Problem statement → Would you copy out only the lines from the one with "Locate the palm of" to the end of the records, exactly as they stand?

● ● ● ● ●

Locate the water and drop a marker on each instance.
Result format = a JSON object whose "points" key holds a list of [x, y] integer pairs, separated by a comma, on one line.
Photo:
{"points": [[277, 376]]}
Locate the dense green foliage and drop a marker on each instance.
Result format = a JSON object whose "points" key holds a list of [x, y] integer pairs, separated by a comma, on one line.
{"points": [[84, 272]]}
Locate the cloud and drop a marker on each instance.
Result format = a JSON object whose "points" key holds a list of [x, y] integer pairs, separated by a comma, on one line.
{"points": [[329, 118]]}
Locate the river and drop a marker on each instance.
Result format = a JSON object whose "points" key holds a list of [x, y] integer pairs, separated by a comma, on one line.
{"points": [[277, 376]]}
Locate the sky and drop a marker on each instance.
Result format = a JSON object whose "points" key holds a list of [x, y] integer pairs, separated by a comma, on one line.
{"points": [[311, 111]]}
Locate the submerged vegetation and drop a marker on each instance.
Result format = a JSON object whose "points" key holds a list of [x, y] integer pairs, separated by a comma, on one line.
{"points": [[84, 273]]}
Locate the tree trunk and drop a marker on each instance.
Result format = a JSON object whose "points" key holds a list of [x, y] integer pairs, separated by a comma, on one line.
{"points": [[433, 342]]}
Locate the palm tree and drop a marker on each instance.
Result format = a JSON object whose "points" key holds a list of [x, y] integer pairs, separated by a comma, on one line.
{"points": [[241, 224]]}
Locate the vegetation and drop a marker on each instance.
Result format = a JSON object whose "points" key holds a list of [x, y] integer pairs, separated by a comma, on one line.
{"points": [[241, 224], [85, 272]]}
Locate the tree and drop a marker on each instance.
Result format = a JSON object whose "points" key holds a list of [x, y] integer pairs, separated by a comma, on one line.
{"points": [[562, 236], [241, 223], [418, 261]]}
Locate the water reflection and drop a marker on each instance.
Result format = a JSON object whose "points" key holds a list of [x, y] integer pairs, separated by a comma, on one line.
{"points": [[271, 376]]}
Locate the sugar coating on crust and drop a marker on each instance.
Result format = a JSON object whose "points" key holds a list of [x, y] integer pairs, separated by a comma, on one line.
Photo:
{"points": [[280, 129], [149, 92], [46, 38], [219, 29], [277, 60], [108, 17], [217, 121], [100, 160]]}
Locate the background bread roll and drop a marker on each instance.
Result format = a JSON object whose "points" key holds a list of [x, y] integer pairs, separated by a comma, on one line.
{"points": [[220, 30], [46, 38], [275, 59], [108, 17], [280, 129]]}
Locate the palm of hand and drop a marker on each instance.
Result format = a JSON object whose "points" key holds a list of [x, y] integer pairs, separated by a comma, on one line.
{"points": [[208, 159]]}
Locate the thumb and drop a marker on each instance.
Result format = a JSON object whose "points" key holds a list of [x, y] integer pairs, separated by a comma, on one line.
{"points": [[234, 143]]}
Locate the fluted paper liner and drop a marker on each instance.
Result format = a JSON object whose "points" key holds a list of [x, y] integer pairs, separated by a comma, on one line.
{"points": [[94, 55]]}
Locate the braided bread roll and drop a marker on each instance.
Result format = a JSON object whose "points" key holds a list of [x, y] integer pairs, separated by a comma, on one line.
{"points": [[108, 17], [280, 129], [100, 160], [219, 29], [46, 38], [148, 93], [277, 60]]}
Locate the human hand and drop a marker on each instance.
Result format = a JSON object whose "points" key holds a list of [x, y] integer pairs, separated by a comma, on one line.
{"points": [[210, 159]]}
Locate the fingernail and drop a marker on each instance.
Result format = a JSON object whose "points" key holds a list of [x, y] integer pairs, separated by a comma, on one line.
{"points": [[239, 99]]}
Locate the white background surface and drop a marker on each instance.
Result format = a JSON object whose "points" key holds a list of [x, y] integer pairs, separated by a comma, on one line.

● ● ● ● ●

Finished task →
Locate the palm of hand and drop a marker on each instance.
Result format = a JSON object whose "points" key holds a list of [x, y] integer pairs, separated by a comma, on one line.
{"points": [[208, 159]]}
Locate the thumb and drop a marker on each instance.
Result format = a JSON object whose "points" key holds a list of [x, y] integer pairs, separated by a comma, on one line.
{"points": [[234, 143]]}
Locate the fluted paper liner and drop a marker on each instance.
Result format = a JSON object whose "points" key holds a list of [x, y] integer pairs, separated by a comma, on one line.
{"points": [[94, 55]]}
Locate the braided bread roll and drop a marker on each instance.
Result format = a JSON object whose "points" key holds a list of [x, y] integer pairs, separated by a comma, on one line.
{"points": [[108, 17], [280, 129], [100, 160], [219, 29], [46, 38], [148, 93], [277, 60]]}
Locate the human hand and drop a marker on each instance.
Result format = a JSON object whose "points" key holds a list of [x, y] integer pairs, separated by a comma, on one line.
{"points": [[210, 159]]}
Locate the fingernail and drop a marker on each instance.
Result format = a JSON object whose "points" key holds a list of [x, y] integer pairs, separated by a comma, on one line.
{"points": [[239, 99]]}
Locate the white background surface and drop a marker on each instance.
Result format = a JSON object whose "points" key holds a list of [x, y] integer pairs, separated by a comma, on one line.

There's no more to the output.